What is needed
Go through the data line by line and count the lines that hold "soldier". Reply with the total only.

Data
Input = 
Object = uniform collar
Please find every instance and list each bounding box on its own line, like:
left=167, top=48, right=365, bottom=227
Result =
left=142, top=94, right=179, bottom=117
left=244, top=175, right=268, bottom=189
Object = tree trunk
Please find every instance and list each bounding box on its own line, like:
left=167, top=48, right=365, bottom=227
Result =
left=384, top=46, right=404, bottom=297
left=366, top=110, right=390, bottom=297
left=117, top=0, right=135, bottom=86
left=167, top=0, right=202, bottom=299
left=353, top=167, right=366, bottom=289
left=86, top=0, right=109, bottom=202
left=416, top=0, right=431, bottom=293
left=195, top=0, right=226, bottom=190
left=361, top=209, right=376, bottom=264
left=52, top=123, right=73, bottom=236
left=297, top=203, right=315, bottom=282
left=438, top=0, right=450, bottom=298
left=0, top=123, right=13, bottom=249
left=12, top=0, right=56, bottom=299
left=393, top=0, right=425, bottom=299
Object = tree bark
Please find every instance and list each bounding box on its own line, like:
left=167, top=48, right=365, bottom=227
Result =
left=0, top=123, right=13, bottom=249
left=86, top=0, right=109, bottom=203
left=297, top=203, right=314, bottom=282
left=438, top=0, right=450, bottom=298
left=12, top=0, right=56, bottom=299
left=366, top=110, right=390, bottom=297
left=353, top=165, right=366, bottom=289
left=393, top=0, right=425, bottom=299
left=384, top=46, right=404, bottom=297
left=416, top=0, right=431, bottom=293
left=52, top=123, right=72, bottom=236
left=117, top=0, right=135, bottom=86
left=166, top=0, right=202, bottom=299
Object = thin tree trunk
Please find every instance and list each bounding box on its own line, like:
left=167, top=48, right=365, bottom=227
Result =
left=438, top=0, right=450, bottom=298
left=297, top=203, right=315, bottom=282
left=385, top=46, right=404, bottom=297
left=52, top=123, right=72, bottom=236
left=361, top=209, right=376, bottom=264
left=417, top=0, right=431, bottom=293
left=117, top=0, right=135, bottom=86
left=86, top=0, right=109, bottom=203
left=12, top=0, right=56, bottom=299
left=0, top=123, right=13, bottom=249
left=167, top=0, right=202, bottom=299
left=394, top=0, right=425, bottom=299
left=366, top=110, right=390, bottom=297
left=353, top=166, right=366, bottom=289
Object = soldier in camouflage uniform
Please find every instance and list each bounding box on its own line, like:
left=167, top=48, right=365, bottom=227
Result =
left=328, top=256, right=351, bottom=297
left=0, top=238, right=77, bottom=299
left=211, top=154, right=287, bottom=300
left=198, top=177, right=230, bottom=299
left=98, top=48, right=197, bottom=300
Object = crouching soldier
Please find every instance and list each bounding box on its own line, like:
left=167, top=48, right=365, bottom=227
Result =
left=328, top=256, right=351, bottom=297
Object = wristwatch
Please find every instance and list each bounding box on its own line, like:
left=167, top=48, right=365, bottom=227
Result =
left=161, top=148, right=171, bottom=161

Answer for this exercise
2